> [REQUIRED WORK]: From the line with "Pick out each instance of the shrub" to the final line of the records, reproduce every line exactly and only those lines.
━━━━━ RECORDS SHOWN
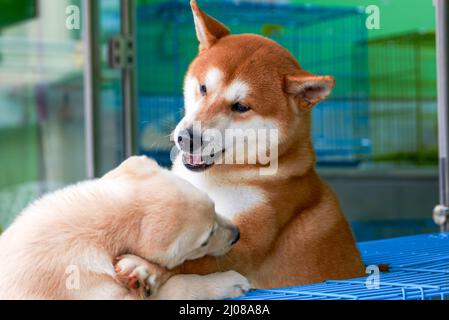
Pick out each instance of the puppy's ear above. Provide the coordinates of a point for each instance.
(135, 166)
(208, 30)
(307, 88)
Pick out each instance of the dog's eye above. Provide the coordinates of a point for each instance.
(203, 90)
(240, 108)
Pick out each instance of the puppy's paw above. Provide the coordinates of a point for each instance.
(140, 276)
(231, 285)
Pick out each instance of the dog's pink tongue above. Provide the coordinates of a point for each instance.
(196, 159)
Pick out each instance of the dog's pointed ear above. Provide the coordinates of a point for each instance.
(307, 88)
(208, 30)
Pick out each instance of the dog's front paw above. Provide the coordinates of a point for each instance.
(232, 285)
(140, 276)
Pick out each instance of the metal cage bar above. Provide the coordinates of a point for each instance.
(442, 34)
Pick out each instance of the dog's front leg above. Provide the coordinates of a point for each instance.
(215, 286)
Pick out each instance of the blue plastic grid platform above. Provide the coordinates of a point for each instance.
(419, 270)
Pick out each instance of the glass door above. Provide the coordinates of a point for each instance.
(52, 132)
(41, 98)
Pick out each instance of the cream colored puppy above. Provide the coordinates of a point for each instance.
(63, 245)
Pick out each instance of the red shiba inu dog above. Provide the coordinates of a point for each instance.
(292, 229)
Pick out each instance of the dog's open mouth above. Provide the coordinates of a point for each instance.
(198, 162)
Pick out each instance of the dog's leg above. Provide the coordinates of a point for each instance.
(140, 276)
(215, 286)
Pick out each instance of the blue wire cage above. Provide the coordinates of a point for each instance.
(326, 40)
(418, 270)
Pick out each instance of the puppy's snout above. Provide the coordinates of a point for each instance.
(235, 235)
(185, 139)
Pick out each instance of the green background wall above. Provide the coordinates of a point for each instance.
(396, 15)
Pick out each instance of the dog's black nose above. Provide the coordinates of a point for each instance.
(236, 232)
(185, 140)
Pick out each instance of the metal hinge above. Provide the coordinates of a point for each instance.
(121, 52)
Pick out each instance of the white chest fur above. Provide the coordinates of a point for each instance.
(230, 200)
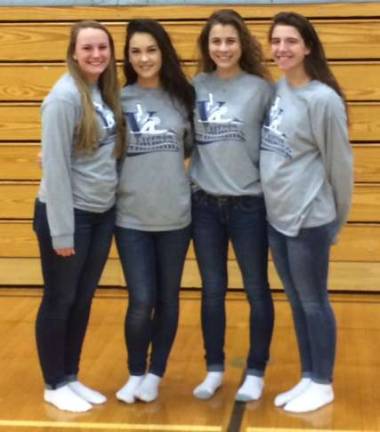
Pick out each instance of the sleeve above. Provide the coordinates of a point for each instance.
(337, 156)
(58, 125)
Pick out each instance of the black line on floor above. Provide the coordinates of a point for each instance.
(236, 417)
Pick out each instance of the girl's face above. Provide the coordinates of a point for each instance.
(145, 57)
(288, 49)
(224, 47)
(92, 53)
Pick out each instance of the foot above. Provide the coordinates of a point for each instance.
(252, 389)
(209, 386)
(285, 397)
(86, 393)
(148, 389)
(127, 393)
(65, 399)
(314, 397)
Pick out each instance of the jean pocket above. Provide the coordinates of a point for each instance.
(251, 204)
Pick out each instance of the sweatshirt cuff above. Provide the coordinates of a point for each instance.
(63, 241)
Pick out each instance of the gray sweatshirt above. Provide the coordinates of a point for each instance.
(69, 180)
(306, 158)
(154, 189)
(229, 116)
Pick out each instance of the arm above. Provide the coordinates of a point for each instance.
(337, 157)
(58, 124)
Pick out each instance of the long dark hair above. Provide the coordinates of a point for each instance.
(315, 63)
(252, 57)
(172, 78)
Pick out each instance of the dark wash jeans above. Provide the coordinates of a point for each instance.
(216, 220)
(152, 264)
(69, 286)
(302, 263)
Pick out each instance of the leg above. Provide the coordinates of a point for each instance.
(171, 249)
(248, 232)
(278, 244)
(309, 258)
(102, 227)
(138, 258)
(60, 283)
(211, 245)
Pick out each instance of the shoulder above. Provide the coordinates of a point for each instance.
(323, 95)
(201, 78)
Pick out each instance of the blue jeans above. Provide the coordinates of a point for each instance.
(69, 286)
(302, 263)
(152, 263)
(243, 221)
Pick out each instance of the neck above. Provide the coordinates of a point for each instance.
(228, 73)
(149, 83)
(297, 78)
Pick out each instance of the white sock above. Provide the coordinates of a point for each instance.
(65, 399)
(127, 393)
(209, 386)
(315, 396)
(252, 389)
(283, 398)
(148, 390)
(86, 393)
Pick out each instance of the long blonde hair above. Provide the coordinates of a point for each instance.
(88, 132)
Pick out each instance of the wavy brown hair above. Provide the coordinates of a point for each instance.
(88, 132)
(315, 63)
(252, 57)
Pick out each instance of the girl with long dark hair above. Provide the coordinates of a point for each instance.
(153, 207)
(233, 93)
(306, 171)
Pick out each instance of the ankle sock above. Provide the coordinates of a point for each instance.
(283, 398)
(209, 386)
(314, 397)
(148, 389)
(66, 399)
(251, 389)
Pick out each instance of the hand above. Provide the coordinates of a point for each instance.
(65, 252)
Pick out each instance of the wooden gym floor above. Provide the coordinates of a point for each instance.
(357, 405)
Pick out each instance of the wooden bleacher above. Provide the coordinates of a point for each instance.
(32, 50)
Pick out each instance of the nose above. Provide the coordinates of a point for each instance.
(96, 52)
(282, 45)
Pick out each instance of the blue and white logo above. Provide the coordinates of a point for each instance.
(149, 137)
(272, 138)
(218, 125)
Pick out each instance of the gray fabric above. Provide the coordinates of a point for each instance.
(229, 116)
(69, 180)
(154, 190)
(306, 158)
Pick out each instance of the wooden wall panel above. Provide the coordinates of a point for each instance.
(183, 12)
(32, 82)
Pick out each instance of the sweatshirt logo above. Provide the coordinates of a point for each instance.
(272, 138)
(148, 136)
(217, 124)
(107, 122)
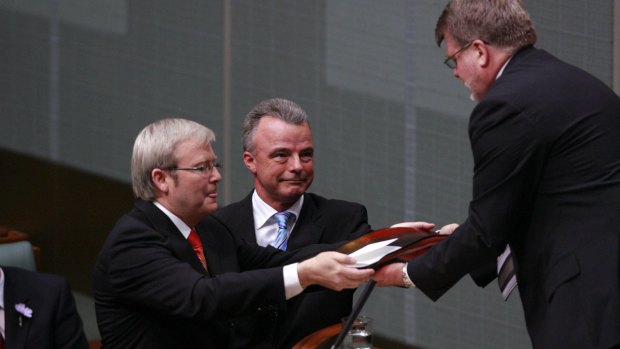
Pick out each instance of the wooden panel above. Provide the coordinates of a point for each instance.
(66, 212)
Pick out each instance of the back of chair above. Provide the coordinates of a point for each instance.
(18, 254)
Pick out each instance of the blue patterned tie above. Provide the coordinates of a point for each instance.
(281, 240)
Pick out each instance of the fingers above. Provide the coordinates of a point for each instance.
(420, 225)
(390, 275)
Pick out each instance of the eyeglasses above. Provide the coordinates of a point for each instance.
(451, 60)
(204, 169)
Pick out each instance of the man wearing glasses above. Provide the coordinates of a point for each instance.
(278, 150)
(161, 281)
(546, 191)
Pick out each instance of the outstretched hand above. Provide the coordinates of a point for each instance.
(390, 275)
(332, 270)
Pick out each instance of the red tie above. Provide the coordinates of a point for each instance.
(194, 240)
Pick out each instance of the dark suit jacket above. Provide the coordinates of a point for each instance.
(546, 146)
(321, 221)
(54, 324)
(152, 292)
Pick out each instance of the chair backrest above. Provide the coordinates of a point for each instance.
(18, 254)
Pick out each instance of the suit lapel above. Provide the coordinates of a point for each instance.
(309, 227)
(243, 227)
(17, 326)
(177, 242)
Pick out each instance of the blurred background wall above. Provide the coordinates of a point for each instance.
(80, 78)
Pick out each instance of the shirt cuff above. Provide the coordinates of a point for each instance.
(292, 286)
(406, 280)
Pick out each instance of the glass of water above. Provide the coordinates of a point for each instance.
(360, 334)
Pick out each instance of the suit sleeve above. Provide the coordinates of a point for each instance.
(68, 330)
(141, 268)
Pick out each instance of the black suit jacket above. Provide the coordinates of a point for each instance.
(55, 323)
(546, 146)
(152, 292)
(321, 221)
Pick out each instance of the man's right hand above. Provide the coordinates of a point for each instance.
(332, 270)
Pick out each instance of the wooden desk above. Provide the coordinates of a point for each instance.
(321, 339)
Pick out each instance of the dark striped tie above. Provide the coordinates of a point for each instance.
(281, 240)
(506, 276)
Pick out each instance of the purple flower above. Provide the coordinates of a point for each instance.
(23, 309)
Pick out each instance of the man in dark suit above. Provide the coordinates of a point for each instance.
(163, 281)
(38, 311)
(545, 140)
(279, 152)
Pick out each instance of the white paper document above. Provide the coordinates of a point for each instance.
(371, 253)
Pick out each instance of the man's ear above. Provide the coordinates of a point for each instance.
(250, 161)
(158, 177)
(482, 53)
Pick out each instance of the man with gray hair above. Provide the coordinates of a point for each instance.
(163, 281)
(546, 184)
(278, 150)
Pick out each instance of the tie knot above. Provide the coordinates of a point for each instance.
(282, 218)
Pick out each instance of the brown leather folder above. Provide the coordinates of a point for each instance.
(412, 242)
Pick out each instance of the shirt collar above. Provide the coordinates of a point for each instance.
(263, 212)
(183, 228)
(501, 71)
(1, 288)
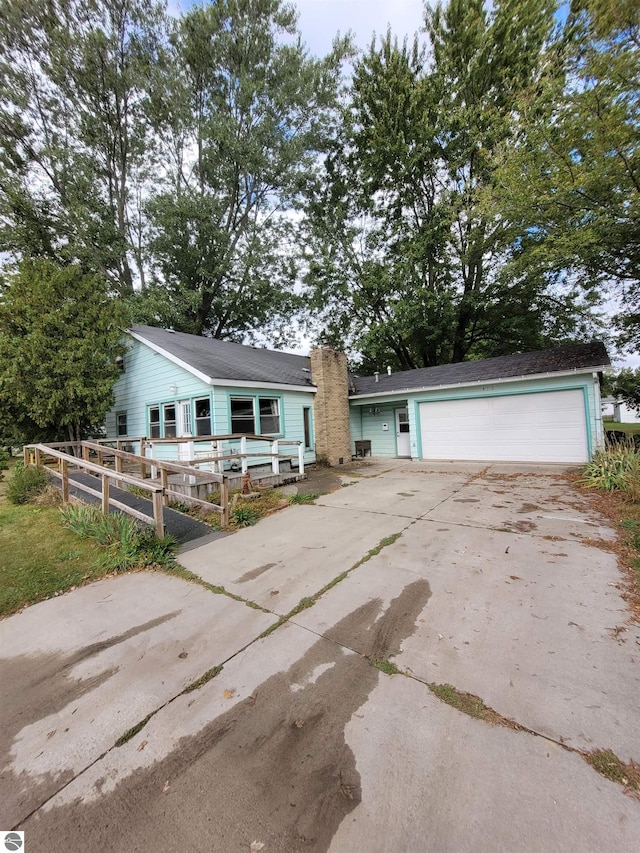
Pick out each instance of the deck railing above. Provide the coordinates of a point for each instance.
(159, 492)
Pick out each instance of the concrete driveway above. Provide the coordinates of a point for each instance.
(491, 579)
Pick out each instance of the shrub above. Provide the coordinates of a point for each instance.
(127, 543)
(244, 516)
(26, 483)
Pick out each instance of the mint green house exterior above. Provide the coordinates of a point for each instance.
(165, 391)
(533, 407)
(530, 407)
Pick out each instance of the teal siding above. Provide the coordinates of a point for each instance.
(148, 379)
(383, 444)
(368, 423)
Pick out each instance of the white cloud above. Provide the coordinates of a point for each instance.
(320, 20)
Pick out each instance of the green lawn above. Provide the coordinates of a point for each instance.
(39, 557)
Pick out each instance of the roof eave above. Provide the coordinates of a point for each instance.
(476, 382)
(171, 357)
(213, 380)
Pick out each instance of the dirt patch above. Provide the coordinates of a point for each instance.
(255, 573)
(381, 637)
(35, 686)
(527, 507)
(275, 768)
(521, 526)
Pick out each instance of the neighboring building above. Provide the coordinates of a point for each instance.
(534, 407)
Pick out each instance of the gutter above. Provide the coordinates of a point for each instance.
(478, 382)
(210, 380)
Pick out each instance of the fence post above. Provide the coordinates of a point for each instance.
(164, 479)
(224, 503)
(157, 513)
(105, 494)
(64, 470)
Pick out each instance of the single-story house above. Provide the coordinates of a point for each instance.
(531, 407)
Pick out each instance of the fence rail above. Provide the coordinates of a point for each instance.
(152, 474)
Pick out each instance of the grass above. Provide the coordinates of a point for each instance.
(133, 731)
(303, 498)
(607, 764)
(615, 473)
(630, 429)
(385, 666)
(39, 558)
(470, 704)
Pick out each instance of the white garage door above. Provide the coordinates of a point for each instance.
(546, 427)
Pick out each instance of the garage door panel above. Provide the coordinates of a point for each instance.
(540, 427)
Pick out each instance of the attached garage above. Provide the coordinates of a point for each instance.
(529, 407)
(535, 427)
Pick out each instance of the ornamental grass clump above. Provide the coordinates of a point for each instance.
━━━━━━━━━━
> [RESULT OF THIS TASK]:
Pick out each instance of the shrub above. Provide the coordinates of a point for each instance.
(127, 543)
(244, 516)
(26, 483)
Pick out each instance of the mint green house exterior above. Provide the coordinates of a point for each instance.
(165, 391)
(533, 407)
(530, 407)
Pick out each instance of the teal siding above. Provide the coordinates of a point for each instance.
(148, 379)
(383, 444)
(368, 423)
Pick out each instance of the white cloud above. Provide the coordinates of a point for each instance.
(320, 20)
Pick out each instance of the green lawn above. Provide the coordinates of a point for each instance.
(39, 557)
Pick out each instance of the roof eave above. Provide the coordinates of a point for each instance.
(476, 382)
(171, 357)
(213, 380)
Pick out each instance of the dirt patch above. Provide the coordinates of a point for each instance.
(255, 573)
(381, 637)
(35, 686)
(527, 507)
(275, 768)
(521, 526)
Pick out each instance of the neighboring building above. Provide the coordinates of a point for each instance.
(534, 407)
Pick out each instance of the gutter above. Provide the coordinates of a point for each instance.
(478, 382)
(210, 380)
Pick out each instance of the fence post above. Provide the coordinates of a point for each instance.
(164, 479)
(224, 503)
(157, 513)
(105, 494)
(64, 470)
Pick out each instance of the single-story house above. Provide the coordinates of a point for each instance.
(531, 407)
Pick out each instance of the fence rail above. Provide the coordinates of a point for each instance.
(152, 474)
Pick out each instance of the grass above. Provide the coordinates of a point for each instance.
(133, 731)
(303, 498)
(607, 764)
(615, 473)
(630, 429)
(385, 666)
(39, 558)
(470, 704)
Pick out each instance of the white garage door above. Provide the coordinates of a point for each instance.
(546, 427)
Pick out each instance of the garage door panel above. Provide the coordinates of a point for each instance.
(540, 427)
Pick out each instance of the attached garage above. Provide the coordinates of a point for each instance.
(529, 407)
(535, 427)
Pick out each instance of the ornamental grass clump above. Provide the coordinates of a point for each instance.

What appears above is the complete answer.